··· RECORDS SUPPLIED ···

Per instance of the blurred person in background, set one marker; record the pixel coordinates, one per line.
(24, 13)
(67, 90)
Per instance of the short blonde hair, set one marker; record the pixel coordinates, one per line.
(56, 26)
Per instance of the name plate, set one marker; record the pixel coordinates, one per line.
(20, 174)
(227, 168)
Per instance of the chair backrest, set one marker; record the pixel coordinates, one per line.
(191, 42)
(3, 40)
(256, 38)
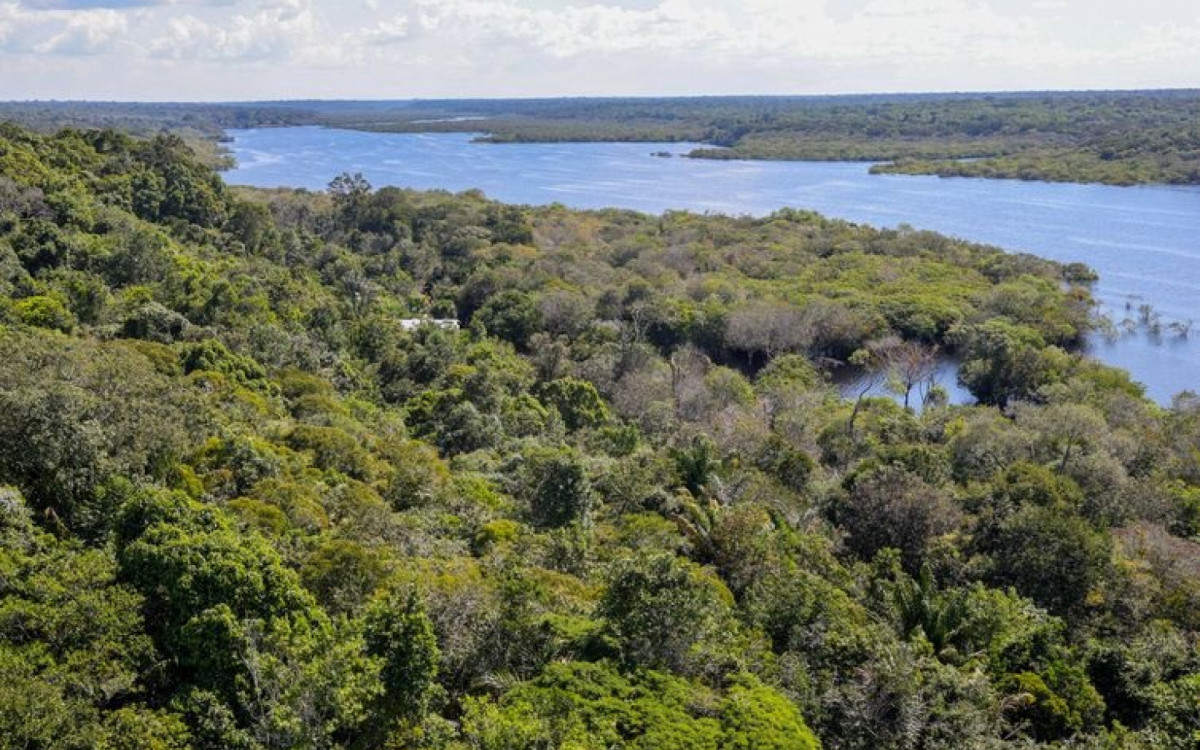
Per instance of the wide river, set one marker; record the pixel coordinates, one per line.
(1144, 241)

···

**TASK TO CARRY OUT:** Write out every line of the data above exactly as it appears. Leave out the pictures.

**SOLUTION FOR THIS EXERCISE:**
Per instance of the blurred person in background, set one marker; record the pixel coordinates, one per line.
(24, 13)
(67, 90)
Per instance of the short blonde hair, set one marker; record the pixel coordinates, one per line.
(56, 26)
Per instance of the name plate, set one marker; record the pixel coordinates, one per line.
(20, 174)
(227, 168)
Per instance of the chair backrest, set one marker; record the pixel coordinates, one per line.
(191, 42)
(3, 40)
(256, 38)
Per instance of the wide river, set one marker; record the pixel coordinates, one per line.
(1144, 241)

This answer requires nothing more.